◆ EXERCISE
From the text on Lyme disease testing below, list the four things in which the value of improved PTLD diagnosis lies.

The CDC provides a panel of samples, collected from early and late disease patients, from confounders, and from endemic controls. The CDC published the initial assessment of diagnostic testing of their own samples, confirming STTT results have high specificity but 30–40% sensitivity for early infection^10,11^. This panel of samples was used by our laboratory multiple times, for early development. Although antibodies are stable when frozen, repeated freeze-thaw cycles may lower the amount of intact antibody. Results from the CDC cohorts show lower repeatability than other cohorts (technical replicate CV>80% average vs. <20% for samples with <3 freeze-thaw cycles). It is possible that degradation of this sample set could account for lower signals from the CDC samples. These are a limited resource and repeat batches are difficult to obtain.
Clinical impact in endemic and non-endemic settings
The assay’s performance characteristics translate to meaningful clinical benefit. Untreated B. burgdorferi infection disseminates within 1–2 weeks, affecting approximately 50% of cases and underscoring the importance of early accurate diagnosis. In non-endemic regions, the assay’s high negative predictive value (0.95, 95% CI: 0.91–0.97) could substantially reduce unnecessary antibiotic prescriptions while ensuring treatment for true cases. The PPV ranges from 0.35 where Lyme prevalence is 5% to PPV of 0.10 when Lyme prevalence is 1%.
Diagnostic utility in post-treatment Lyme disease
The clinical utility of PTLD diagnosis differs fundamentally from early disease detection. Four NIH-sponsored randomized controlled trials evaluating extended antibiotic therapy for PTLD showed limited sustained benefit or adverse events. While the STOP-LD trial demonstrated transient improvement in fatigue scores^27^, benefits were not sustained. Current CDC, NIAID, and IDSA guidelines recommend against prolonged antibiotic therapy for PTLD, emphasizing instead symptomatic management and supportive care^46–48^.
The value of improved PTLD diagnosis therefore lies in: (1) validation of patient symptoms and reduction of diagnostic uncertainty, (2) standardized case definitions for research cohorts, (3) facilitation of mechanistic studies investigating pathophysiology, and (4) exclusion of alternative diagnoses requiring different management when effective treatments exist. While PTLD remains clinically heterogeneous, our results demonstrate that immune signatures in these patients are reproducibly distinct from healthy controls across independent cohorts. The assay’s utility is not to confirm persistent infection requiring antibiotics, but to provide objective serologic classification that supports standardized research criteria and reduces diagnostic ambiguity in both clinical and research settings.

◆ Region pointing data
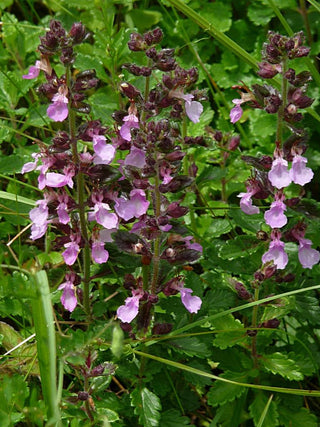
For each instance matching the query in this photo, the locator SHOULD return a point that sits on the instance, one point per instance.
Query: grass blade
(46, 346)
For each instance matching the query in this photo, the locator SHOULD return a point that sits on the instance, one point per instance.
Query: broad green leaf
(147, 406)
(257, 408)
(222, 393)
(190, 346)
(173, 418)
(239, 247)
(290, 418)
(279, 363)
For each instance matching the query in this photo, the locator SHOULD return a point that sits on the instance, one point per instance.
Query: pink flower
(104, 153)
(101, 213)
(276, 252)
(236, 112)
(99, 253)
(58, 110)
(130, 121)
(299, 173)
(136, 158)
(39, 217)
(135, 207)
(275, 216)
(57, 180)
(191, 302)
(72, 250)
(68, 298)
(279, 175)
(127, 312)
(308, 257)
(33, 72)
(246, 203)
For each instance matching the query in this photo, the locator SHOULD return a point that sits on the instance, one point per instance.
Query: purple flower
(299, 173)
(39, 218)
(130, 121)
(279, 175)
(136, 158)
(276, 252)
(68, 297)
(62, 209)
(57, 180)
(275, 216)
(99, 253)
(236, 112)
(135, 207)
(33, 72)
(101, 213)
(58, 110)
(72, 250)
(191, 302)
(308, 257)
(246, 203)
(127, 312)
(104, 153)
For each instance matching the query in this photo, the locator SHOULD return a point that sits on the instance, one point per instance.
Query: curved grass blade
(46, 346)
(294, 391)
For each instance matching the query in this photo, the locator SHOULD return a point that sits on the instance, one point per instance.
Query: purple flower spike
(135, 207)
(246, 203)
(236, 112)
(276, 253)
(99, 253)
(275, 216)
(299, 173)
(68, 298)
(191, 302)
(126, 313)
(279, 175)
(104, 153)
(58, 110)
(136, 158)
(72, 249)
(33, 72)
(308, 257)
(193, 110)
(130, 121)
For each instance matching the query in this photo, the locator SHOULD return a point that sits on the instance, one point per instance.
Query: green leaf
(239, 247)
(222, 393)
(189, 346)
(173, 418)
(257, 408)
(147, 406)
(290, 418)
(279, 363)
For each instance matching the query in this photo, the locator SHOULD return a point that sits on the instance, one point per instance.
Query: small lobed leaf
(279, 363)
(147, 406)
(257, 408)
(222, 393)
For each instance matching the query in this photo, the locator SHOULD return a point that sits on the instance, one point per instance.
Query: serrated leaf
(147, 406)
(279, 363)
(173, 418)
(239, 247)
(221, 392)
(189, 346)
(259, 405)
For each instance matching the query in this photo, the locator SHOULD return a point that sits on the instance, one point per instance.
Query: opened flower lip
(300, 173)
(279, 175)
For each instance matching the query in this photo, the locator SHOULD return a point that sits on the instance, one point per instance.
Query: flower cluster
(85, 217)
(273, 178)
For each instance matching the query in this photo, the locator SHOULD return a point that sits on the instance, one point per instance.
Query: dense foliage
(160, 213)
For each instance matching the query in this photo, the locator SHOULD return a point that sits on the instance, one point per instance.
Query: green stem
(81, 206)
(284, 90)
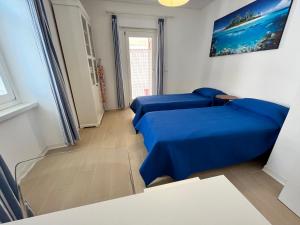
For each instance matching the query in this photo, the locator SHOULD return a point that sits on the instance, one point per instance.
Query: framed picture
(256, 27)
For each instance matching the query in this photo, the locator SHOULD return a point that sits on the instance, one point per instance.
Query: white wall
(270, 75)
(31, 133)
(182, 61)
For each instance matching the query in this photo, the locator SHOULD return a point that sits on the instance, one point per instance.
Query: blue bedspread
(202, 97)
(182, 142)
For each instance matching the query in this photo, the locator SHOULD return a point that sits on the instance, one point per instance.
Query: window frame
(11, 98)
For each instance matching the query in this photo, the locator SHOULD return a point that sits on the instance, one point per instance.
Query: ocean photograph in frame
(256, 27)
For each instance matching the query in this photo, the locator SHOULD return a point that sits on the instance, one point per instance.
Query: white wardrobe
(74, 30)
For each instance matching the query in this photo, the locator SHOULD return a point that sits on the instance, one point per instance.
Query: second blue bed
(182, 142)
(202, 97)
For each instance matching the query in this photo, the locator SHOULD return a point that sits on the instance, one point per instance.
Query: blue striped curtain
(160, 56)
(118, 65)
(38, 13)
(10, 208)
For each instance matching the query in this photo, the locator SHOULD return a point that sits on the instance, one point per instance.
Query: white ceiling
(195, 4)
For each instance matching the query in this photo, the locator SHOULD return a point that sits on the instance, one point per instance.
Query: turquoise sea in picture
(256, 27)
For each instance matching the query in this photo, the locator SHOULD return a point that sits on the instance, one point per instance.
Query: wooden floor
(105, 163)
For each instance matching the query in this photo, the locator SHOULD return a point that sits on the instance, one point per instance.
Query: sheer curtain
(118, 65)
(38, 13)
(160, 56)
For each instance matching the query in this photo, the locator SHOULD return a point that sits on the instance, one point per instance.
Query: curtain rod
(138, 14)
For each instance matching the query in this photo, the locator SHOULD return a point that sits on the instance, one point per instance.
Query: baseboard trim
(278, 178)
(42, 154)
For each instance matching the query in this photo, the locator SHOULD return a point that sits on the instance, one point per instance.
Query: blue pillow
(273, 111)
(208, 92)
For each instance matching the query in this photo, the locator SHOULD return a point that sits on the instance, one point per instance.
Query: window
(7, 95)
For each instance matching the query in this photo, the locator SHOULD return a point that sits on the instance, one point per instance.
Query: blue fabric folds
(182, 142)
(203, 97)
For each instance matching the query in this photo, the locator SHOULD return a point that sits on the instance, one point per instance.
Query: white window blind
(7, 94)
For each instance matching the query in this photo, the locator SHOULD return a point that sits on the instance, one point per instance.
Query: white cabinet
(74, 30)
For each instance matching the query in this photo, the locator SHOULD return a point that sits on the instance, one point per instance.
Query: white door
(139, 62)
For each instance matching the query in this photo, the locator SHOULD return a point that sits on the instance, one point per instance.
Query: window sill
(16, 110)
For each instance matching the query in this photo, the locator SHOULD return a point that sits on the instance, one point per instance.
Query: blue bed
(202, 97)
(182, 142)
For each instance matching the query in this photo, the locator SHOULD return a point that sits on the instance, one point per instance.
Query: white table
(213, 201)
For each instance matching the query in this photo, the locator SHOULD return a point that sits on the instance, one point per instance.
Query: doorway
(140, 54)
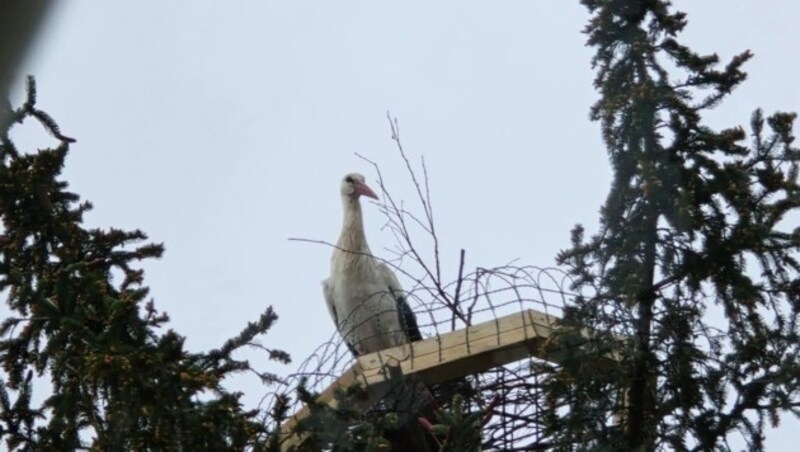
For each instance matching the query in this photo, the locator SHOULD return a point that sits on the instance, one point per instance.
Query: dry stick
(398, 218)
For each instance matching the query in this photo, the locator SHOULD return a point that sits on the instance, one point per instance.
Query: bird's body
(363, 295)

◆ SOLVED PROBLEM
1. Validation of patient symptoms and reduction of diagnostic uncertainty
2. Standardized case definitions for research cohorts
3. Facilitation of mechanistic studies investigating pathophysiology
4. Exclusion of alternative diagnoses requiring different management when effective treatments exist